- TO BE DONE -
Retype all of the data exactly as given.

--- --- ---

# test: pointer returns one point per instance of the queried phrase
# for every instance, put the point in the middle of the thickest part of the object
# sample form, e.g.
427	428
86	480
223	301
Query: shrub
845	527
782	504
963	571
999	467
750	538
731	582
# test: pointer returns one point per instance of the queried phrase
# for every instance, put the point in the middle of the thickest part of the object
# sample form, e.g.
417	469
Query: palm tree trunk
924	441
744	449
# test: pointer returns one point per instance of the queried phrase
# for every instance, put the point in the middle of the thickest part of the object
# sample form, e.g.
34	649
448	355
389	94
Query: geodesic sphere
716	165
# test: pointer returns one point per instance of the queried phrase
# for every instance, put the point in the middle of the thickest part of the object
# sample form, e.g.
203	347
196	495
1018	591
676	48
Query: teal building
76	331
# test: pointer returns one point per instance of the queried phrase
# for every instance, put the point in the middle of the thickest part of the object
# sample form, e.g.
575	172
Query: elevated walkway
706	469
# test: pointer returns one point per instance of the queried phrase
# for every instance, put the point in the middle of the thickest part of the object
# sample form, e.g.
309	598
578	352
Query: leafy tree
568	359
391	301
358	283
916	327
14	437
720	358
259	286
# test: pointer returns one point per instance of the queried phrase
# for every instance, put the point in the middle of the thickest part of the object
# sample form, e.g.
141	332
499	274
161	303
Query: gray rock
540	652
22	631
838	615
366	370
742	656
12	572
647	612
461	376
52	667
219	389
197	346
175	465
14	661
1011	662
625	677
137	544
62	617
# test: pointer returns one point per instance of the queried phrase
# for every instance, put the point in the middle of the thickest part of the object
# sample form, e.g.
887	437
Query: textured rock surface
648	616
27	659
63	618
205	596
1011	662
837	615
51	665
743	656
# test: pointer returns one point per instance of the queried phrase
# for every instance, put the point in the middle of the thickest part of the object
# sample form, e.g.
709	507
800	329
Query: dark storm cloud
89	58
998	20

--- --- ---

- FULL OUTPUT -
# test: pointer returns one point per instance of the queried phrase
# for every instance, put the point in the middle of the thickest part of the object
# sample form, e.g.
427	428
86	480
223	301
Query: shrub
845	527
782	504
963	571
999	467
750	538
731	582
# test: pointer returns one point per instance of the queried phrase
# for every instance, put the point in the middle of the thickest part of the object
# sample form, e.g.
417	469
Query: palm tree trunk
924	441
744	449
# test: pointer returns one point per instance of the queried phrase
# for every instance, put the point in the middle of the thickest part of the object
# sample form, e.g.
34	649
448	355
389	94
Query: geodesic sphere
716	165
# test: pointer returns one point per instance of the queried phrase
# for every instance, put the point in the middle of the thickest part of the object
# sample form, e.g.
203	347
196	495
1018	591
676	48
Query: teal building
76	331
# test: pointer returns one point per instance of the queried phrase
# for every instance, put the point in the middle of the thickest part of the object
# sample form, e.g.
575	172
Query: elevated walkway
706	469
# test: pointer returns one point per instance of the queried phrase
# for every instance, put the point in the middle of the thickest part of the object
# sample form, e.g.
309	598
578	352
Query: leafy tree
568	359
391	301
358	283
916	327
14	437
720	358
259	286
# test: pointer returns one point per instance of the queried phrase
# for every instance, put the point in the middle of the thickest part of the object
# sample form, e.g.
141	332
499	274
161	303
Query: gray rock
540	652
22	631
838	615
366	370
742	656
12	572
647	612
461	376
52	667
219	389
197	346
175	465
14	661
1011	662
625	677
137	544
62	617
# test: pointer returns one point per instance of the queried phrase
# for every instance, put the point in the middle of the thickest part of the object
# sample form, e.g.
887	437
Query: textured rock surface
648	616
27	659
63	618
205	596
1011	662
837	615
51	665
743	656
# test: pointer returns one point per instance of the queried phrase
# for every instance, put the point in the middle of the thickest part of the object
# sample form, e.g.
709	507
800	329
Query: dark storm cloud
89	58
998	20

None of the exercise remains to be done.